WRITTEN EXERCISE A =>
Arrange the rows as a JSON list of strings, with one string per line and blank lines left out. Include only the rows starting at the line that contains "The component shall locate the scaly" and ending at the last row.

DOCUMENT PASSAGE =>
○ ○ ○ ○
[tor-dev] GSoC: Tor Messenger CONIKS integration

Sat Mar 12 09:54:27 UTC 2016

Hello Marcela!

On 11 Mar 2016, at 2:55, Marcela Melara wrote:

> Hi Elias,
>
>> On Mar 9, 2016, at 5:31 AM, Elias Rohrer <ml at tnull.de> wrote:
>>
>> Hello Marcela!
>> Nice to meet you, too, and thank you for that interesting Paper!
>> It seems I made a lot of wrong assumptions in my last mail, ugh, 
>> thats kind of embarrassing..
>
> I really appreciate your interest in our paper and CONIKS, thanks :) 
> No worries, there are a lot of subtle aspects about CONIKS, so it can 
> take some time to fully see and understand them.
>
>>> Yes, we propose that the identity providers can act as auditors and 
>>> cross-verify each other in this way, and clients may query any 
>>> auditor when they are checking for equivocation. However, I should 
>>> note that we intended this to be the *ideal deployment* (and I 
>>> apologize if this doesn’t come through clearly enough in the 
>>> paper). CONIKS also allows third-party auditors whose sole job it is 
>>> to check that the chain of signed tree roots is linear. In practice, 
>>> we expect that auditors and identity providers will be separate in 
>>> most cases (at least until there is a standard for CONIKS protocols 
>>> and data formats, but we’re not there yet).
>>>
>>> It’s not accurate to conflate auditing with being a key server, or 
>>> say that auditing is a subset of the key server’s functionality. 
>>> Auditors only need to keep records of identity providers’ signed 
>>> tree roots, and they never download or record any key directory 
>>> contents, so it doesn’t really make sense to equip auditors with 
>>> key server functionality and “turn it off” when you’re not 
>>> acting as a key server.  Key servers have the more complex and rich 
>>> functionality needing to maintain significantly larger data 
>>> structures and perform more cryptographic computations. This means 
>>> that key servers have very different space and availability 
>>> requirements than auditors do.
○ ○ ○ ○
EXTRACTED DATA =>

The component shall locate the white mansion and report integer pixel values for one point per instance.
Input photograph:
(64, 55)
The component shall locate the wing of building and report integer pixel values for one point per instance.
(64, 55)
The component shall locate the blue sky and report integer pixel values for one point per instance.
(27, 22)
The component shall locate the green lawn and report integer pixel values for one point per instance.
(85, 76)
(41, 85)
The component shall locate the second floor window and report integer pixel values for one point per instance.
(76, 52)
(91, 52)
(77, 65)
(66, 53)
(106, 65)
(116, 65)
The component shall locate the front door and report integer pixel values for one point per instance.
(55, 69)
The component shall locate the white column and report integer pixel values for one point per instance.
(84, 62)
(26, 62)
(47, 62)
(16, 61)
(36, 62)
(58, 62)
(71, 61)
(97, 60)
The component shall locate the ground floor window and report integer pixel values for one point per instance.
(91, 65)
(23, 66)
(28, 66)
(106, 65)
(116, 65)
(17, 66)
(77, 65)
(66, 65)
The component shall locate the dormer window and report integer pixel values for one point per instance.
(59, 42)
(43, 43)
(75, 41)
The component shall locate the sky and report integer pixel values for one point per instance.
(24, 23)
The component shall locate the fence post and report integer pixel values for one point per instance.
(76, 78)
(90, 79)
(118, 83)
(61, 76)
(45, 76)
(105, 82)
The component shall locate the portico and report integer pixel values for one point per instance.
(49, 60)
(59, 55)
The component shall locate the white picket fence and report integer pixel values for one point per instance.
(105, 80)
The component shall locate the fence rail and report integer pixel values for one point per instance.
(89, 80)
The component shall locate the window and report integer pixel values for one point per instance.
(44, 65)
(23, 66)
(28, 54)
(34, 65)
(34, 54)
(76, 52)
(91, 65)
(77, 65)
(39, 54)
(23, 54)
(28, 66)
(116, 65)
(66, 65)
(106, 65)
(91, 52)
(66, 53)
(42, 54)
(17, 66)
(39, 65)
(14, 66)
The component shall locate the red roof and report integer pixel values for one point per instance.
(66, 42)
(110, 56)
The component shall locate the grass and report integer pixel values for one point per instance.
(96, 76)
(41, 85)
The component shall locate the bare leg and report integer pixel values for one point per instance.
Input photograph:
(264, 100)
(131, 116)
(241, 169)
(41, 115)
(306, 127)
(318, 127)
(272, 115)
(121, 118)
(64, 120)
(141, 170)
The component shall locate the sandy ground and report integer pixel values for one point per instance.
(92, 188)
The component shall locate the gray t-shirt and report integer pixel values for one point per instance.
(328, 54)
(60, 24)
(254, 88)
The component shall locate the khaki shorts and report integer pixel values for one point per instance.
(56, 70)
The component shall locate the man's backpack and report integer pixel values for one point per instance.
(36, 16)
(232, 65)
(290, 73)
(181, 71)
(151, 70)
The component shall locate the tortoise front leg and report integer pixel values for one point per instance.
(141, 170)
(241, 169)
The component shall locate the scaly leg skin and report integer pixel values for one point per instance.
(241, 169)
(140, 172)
○ ○ ○ ○
WRITTEN EXERCISE B =>
Rewrite the CONIKS thread starting at "On 11 Mar 2016, at" and ending at "that interesting Paper!", with "interesting" replaced by "insightful".

RESPONSE A =>
[
  "The component shall locate the scaly leg skin and report integer pixel values for one point per instance.",
  "(241, 169)",
  "(140, 172)"
]

RESPONSE B =>
On 11 Mar 2016, at 2:55, Marcela Melara wrote:

> Hi Elias,
>
>> On Mar 9, 2016, at 5:31 AM, Elias Rohrer <ml at tnull.de> wrote:
>>
>> Hello Marcela!
>> Nice to meet you, too, and thank you for that insightful Paper!